**Task item**
Every line in the records below that holds "fireplace" must be identified and copied.

**The input**
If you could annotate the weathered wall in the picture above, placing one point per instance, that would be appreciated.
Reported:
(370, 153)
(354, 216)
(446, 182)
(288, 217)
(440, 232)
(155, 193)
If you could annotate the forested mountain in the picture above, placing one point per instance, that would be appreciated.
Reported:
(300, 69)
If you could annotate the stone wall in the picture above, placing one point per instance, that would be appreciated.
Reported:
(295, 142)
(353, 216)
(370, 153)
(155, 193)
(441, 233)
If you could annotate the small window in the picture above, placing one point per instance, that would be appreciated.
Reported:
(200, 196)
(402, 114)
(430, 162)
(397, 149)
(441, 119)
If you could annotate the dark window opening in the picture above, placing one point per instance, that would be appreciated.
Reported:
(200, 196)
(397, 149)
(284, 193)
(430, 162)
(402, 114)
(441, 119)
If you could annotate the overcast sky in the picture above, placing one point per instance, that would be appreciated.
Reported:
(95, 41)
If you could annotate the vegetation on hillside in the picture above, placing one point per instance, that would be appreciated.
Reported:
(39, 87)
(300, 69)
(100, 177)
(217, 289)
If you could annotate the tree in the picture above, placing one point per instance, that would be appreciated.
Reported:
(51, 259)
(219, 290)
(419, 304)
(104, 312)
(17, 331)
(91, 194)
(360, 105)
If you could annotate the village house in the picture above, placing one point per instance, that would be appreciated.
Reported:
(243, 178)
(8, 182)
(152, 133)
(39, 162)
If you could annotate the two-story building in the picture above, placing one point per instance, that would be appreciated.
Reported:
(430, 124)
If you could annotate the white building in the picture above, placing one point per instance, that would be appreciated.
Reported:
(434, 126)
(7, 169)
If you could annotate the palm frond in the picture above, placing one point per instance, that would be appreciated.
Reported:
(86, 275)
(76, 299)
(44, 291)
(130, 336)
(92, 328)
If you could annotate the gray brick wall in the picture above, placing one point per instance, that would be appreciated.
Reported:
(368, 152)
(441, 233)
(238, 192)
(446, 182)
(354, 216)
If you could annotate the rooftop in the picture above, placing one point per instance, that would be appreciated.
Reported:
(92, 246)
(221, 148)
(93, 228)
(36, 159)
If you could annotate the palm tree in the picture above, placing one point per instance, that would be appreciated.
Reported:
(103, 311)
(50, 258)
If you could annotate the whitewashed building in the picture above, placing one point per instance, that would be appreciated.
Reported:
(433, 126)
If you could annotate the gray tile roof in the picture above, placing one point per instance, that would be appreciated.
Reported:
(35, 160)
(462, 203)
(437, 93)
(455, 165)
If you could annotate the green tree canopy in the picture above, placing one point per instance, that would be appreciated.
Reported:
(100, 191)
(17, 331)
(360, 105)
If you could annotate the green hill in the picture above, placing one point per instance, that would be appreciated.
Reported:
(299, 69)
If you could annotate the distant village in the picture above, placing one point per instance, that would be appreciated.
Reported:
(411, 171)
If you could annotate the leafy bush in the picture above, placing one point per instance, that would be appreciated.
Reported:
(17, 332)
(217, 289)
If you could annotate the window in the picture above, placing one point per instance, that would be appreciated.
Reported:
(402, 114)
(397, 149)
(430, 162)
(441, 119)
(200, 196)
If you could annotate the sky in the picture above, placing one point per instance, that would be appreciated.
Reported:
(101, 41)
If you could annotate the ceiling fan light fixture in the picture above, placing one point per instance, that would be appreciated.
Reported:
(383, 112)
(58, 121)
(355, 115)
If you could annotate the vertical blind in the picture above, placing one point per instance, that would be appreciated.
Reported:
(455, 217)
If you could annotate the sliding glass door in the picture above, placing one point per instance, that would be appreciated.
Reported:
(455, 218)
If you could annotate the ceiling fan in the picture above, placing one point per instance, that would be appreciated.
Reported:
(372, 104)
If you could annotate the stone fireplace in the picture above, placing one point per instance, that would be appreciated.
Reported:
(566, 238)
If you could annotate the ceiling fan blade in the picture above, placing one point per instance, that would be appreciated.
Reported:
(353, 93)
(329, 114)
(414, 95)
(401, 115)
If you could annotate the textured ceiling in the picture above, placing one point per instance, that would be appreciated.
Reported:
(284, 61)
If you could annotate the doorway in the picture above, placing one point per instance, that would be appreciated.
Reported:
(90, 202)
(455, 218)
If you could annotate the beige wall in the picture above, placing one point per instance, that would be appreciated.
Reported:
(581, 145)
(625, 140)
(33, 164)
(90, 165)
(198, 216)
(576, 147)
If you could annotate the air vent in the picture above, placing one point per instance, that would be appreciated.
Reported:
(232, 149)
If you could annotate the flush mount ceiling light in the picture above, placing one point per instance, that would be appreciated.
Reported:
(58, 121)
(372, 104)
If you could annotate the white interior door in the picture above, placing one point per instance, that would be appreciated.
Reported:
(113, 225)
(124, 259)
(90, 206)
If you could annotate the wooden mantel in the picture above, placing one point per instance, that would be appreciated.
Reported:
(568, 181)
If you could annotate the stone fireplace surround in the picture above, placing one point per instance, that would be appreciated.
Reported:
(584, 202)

**Solved exercise**
If you could annotate the stone fireplace in the picture above, placing one point per instance, that would be appreciated.
If you could annotate the stone fireplace surround in the picture above, placing one point per instance, that would be appreciated.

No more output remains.